What to work on » Reproduce the blog excerpt below in its entirety, character for character.

Reading text »
┄┄┄┄┄┄┄┄┄┄┄┄┄┄┄┄┄┄┄┄

Stephen Cofer

December 27, 2006

year++;

Filed under: Rants — doktorseven @ 4:19 am

No new posts until the new year gets out of the way. So enjoy the brand new year, and may it be a lot better than 2006 was.

December 25, 2006

Truths about atheism

Filed under: Rants — doktorseven @ 11:52 am

Edit – This post really doesn’t belong on this blog. Removed.

December 23, 2006

xmas hatred.

Filed under: Rants — doktorseven @ 2:19 am

Why do I dislike xmas? Here’s why:

* Forced consumerism: Companies push “holiday sales” for their businesses to artificially inflate their projected goals for year’s end, thus making the upper management, owners, and stockholders rich, while not caring about the actual consumer and the products they buy, and stepping on the backs of the underpaid, overworked employees who did the real work while you sat in your cozy chair in an office, smoking a big fat cigar, reading profit reports. These people are simply despicable.

┄┄┄┄┄┄┄┄┄┄┄┄┄┄┄┄┄┄┄┄

Listing »
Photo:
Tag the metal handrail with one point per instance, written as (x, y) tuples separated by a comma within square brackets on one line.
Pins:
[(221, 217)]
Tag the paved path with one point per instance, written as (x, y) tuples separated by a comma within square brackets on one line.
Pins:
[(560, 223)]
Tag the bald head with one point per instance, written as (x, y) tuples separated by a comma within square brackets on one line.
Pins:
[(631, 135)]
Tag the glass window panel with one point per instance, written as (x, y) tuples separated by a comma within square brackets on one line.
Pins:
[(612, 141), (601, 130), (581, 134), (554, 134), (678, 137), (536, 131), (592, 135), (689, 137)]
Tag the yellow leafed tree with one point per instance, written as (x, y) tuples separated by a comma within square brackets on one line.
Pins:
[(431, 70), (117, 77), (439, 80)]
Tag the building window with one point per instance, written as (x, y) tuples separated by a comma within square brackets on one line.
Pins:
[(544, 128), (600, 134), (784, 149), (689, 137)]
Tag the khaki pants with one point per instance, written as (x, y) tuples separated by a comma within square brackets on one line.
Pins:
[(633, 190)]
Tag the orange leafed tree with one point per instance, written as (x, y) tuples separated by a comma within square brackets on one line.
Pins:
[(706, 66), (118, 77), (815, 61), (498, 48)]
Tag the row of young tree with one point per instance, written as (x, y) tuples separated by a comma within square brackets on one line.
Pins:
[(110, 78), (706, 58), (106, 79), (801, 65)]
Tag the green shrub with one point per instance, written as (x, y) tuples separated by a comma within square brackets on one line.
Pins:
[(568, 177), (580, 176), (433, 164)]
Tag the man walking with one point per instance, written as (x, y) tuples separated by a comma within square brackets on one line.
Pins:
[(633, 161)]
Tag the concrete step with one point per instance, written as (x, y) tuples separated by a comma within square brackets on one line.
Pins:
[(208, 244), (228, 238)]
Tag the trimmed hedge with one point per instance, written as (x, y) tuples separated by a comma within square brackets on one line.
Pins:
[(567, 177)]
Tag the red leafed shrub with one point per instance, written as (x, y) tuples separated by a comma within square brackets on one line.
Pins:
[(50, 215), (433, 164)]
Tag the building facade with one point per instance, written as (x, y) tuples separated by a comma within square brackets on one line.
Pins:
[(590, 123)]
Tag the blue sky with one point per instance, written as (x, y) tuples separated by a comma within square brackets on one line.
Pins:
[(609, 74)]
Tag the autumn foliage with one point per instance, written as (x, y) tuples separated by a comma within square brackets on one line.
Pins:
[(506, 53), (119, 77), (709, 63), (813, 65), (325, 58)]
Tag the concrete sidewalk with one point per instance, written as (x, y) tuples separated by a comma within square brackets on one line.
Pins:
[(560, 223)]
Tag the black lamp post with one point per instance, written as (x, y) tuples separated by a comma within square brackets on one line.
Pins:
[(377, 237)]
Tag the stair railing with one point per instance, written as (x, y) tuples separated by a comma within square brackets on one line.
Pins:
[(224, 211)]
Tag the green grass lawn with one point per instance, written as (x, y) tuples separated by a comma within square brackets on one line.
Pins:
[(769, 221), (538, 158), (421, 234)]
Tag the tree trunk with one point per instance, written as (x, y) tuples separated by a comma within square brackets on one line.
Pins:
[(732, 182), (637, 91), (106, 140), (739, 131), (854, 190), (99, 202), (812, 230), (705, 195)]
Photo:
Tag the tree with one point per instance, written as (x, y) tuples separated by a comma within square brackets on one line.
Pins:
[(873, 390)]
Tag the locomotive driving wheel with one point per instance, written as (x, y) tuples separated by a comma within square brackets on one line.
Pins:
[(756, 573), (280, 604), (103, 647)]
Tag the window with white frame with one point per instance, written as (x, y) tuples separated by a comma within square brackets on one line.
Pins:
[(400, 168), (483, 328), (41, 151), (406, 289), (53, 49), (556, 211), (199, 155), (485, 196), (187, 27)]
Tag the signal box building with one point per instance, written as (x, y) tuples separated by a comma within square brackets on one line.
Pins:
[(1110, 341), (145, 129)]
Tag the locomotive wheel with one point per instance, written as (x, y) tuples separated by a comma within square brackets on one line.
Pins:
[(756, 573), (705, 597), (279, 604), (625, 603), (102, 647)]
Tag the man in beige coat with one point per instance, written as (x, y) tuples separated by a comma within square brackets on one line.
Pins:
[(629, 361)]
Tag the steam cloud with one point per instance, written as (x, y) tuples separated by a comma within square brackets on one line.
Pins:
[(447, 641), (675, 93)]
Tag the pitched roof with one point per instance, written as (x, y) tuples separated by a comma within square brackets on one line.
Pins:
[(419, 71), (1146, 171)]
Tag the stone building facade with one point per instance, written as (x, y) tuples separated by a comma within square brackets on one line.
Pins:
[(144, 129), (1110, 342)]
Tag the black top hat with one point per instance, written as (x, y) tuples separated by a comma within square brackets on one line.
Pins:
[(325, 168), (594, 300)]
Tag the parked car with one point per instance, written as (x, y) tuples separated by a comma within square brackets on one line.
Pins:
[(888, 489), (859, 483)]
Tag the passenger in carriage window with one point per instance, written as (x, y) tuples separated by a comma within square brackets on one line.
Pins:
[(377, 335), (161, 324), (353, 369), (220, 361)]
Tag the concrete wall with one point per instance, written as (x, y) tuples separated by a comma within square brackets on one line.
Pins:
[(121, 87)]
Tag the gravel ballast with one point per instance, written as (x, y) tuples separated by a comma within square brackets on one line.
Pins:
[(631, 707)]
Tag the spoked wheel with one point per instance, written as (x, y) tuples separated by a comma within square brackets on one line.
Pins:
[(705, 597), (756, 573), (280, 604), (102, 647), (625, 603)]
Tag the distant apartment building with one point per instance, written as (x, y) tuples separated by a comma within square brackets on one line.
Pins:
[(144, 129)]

┄┄┄┄┄┄┄┄┄┄┄┄┄┄┄┄┄┄┄┄

Result of this exercise »
Stephen Cofer

December 27, 2006

year++;

Filed under: Rants — doktorseven @ 4:19 am

No new posts until the new year gets out of the way. So enjoy the brand new year, and may it be a lot better than 2006 was.

December 25, 2006

Truths about atheism

Filed under: Rants — doktorseven @ 11:52 am

Edit – This post really doesn’t belong on this blog. Removed.

December 23, 2006

xmas hatred.

Filed under: Rants — doktorseven @ 2:19 am

Why do I dislike xmas? Here’s why:

* Forced consumerism: Companies push “holiday sales” for their businesses to artificially inflate their projected goals for year’s end, thus making the upper management, owners, and stockholders rich, while not caring about the actual consumer and the products they buy, and stepping on the backs of the underpaid, overworked employees who did the real work while you sat in your cozy chair in an office, smoking a big fat cigar, reading profit reports. These people are simply despicable.